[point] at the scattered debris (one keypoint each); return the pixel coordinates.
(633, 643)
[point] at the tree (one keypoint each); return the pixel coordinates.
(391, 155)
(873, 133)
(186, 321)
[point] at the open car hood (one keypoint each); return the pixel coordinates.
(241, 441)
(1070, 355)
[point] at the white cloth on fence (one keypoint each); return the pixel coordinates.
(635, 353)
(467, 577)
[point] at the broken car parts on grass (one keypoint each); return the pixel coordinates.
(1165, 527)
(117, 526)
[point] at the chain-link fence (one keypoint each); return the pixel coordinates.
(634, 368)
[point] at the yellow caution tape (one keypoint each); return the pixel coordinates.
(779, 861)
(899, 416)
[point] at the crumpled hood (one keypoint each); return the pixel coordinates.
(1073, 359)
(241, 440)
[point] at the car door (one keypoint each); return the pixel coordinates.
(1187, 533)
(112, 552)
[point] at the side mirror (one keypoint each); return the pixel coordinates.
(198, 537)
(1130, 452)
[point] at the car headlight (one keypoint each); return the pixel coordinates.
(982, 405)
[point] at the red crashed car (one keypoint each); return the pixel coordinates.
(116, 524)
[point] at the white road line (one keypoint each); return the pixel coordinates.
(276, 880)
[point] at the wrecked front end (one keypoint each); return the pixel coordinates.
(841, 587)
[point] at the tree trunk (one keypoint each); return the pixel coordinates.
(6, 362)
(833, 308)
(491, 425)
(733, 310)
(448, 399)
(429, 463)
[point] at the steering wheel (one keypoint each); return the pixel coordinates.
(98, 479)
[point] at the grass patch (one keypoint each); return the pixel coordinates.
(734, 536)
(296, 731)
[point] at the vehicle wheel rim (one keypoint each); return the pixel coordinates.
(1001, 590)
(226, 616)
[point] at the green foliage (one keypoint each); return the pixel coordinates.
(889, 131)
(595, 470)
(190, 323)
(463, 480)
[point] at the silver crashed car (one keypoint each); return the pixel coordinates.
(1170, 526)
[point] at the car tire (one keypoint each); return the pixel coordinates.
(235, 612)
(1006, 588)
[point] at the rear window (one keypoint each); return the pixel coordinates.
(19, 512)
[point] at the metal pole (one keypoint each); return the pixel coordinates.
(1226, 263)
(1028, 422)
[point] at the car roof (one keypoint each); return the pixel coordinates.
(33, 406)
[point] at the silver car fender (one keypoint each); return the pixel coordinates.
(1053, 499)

————————

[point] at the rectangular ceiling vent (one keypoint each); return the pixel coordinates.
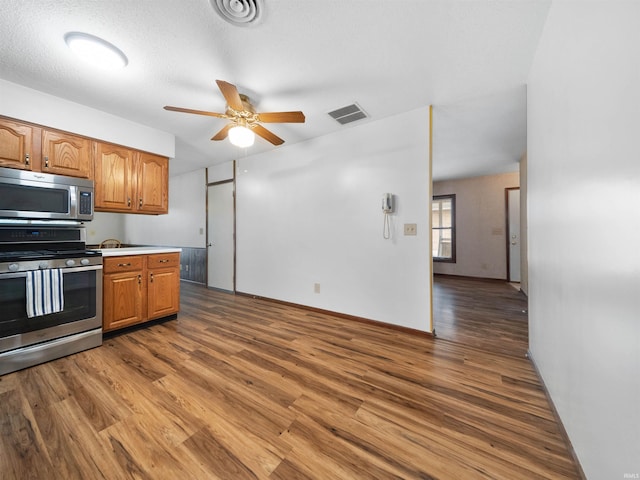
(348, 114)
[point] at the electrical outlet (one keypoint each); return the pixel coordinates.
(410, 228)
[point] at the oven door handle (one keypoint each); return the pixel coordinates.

————————

**REQUIREMENT:**
Copy the lines above exactly, beginning at the line that has "[point] at the electrical" and stopping after the line that has "[point] at the oven", and omit the rest.

**RESULT OF THE EXERCISE:**
[point] at the electrical outlet (one keypoint each); return the pixel coordinates.
(410, 228)
[point] at the oven door handle (one keypoint each); return the pixel coordinates.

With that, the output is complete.